▶ **Text**
Week 34/2025
This song is an instrumental.

From Substack to Ghost
I moved this weekly newsletter from Substack to Ghost recently. Here are my reasons. If you are interested in some more (technical) pros and cons of this move I try to live with now, you might want to read this or that.
Because of the legal holiday on August 15th in Austria, this email is delivered on Thursday, August 14th, already.
The fact that you - hopefully - have received this message on Thursday at 6.00 am shows that - hopefully - everything worked fine and that you have - hopefully - stayed with me. If you are therefore reading this via email and are OK with hearing from me every Friday morning (or exceptionally on Thursday, if Friday is a holiday, like in this week), you don't need to do anything. Thank you for staying with me. It means a lot to me.
Please forgive me that this week's edition is rather (too) long, but I am still playing around here (and have a lot to think about).
All feedback that you might have is more than welcome. Let's stay in touch. Thank you, again.
NSFW (Nikolaus' Song for the Week)
This week’s song is an all time classic. The reason to chose this is that I discussed the never ending legal battle around this song in one of my lessons in Strobl - again, like 20 years ago.
Metall auf Metall
Here’s a video on the case (that is also already several years old)
The status quo of all the lawsuits can be found here:

(Isn’t this crazy?)
According to Perplexity, Kraftwerk’s “role in the development of electronic pop music is foundational and incalculable—they created the vocabulary, tools, and vision that the genre and its many offshoots continue to build on today”. I still remember vividly how revolutionary and ear opening Autobahn (released in November 1974 !) was.
Retrospect
Sommerhochschule Strobl
This year's Sommerhochschule ended with, finally, very good weather and an exam that brought me 20 different views on how students' AI use should be regulated.
My learnings: Students are very well aware that things are developing quickly - so that many drafts contained a sunset clause or an obligatory assessment after a rather short period of time -, that oversight is a core issue - so that some introduced an AI office(r) or a consultancy body -, and that AI-literacy, including methods, is important - so that many introduced a mandatory course/seminar/exam on use/law/ethics of AI.
I was very impressed, not only about the quality, but also about the variety of answers provided. For some, the learning curve was steep 😄
It was also very interesting to see, how cautious/sceptical (already) law students can be.
The event ended with a heartwarming solemn closing ceremony - and then Bürglsaal was empty again - just as if nothing had happened the weeks before.

This is probably my favorite picture of this year, taken during one of my morning slowjogs around Bürglstein:

I was also very proud that Prof. DDr. Oliver Rathkolb was so nice to give me an interview on the new 2025 edition of his all time classic "Die paradoxe Republik" (The paradoxical Republic) on one of the last evenings there.

Collection entries:
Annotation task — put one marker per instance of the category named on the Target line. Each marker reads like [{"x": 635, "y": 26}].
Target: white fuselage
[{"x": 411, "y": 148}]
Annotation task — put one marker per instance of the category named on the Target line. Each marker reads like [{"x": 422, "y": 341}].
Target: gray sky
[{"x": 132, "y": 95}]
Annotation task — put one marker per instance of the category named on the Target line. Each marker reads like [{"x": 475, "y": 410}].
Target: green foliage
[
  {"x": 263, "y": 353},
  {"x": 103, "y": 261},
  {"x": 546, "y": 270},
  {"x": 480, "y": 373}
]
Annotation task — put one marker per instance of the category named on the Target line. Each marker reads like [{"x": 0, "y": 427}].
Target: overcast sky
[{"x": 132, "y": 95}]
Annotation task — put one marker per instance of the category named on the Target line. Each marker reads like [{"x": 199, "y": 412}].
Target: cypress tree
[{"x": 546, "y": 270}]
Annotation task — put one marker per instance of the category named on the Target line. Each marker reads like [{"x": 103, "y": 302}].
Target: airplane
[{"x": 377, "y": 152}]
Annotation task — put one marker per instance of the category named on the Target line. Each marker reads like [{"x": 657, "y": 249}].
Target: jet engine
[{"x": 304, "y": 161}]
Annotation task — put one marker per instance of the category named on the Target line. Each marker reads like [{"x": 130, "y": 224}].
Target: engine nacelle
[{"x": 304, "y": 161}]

▶ **Written instruction A**
Do the following statements agree with the newsletter? Answer yes or no for each, quoting the words from the newsletter that decide it. (i) The newsletter was moved from Substack to Ghost. (ii) This week's email was delivered on Friday. (iii) The exam at the Sommerhochschule produced 20 different views on how students' AI use should be regulated.
▶ **Written instruction B**
Extend the weekly newsletter about the move to Ghost and the Strobl summer school, picking up after its final sentence.
These rows have no connection to the newsletter.

▶ **Written reply A**
(i) Yes: "I moved this weekly newsletter from Substack to Ghost recently."
(ii) No: "this email is delivered on Thursday, August 14th, already."
(iii) Yes: "an exam that brought me 20 different views on how students' AI use should be regulated."

▶ **Written reply B**
The book is an outstandingly well written and very precise analysis of what Austria is and how it has become what it is.
I enjoyed the conversation a lot - which can hopefully be seen on the video.
Technically, this was, however, challenging - outside, wind, background noise etc. It's still very stressful for me to do content, video and audio on my own - and its's frustrating how many errors with large consequences one can make.
I am not 100 % happy with the outcome's technical quality, in particular with the sound (I used my Rode Wireless Pro here + Adobe Premiere noise cancelling in postproduction that was, probably, too aggressive. It's also astonishing that my sound is much worse than Oliver's, probably due to the slightly different placement of the mic.).
But the view and the light are very nice, although we, possibly, started 20 minutes too late so that the sun was down already and it became slightly too dark (and I am also not sure whether we are really fully in focus).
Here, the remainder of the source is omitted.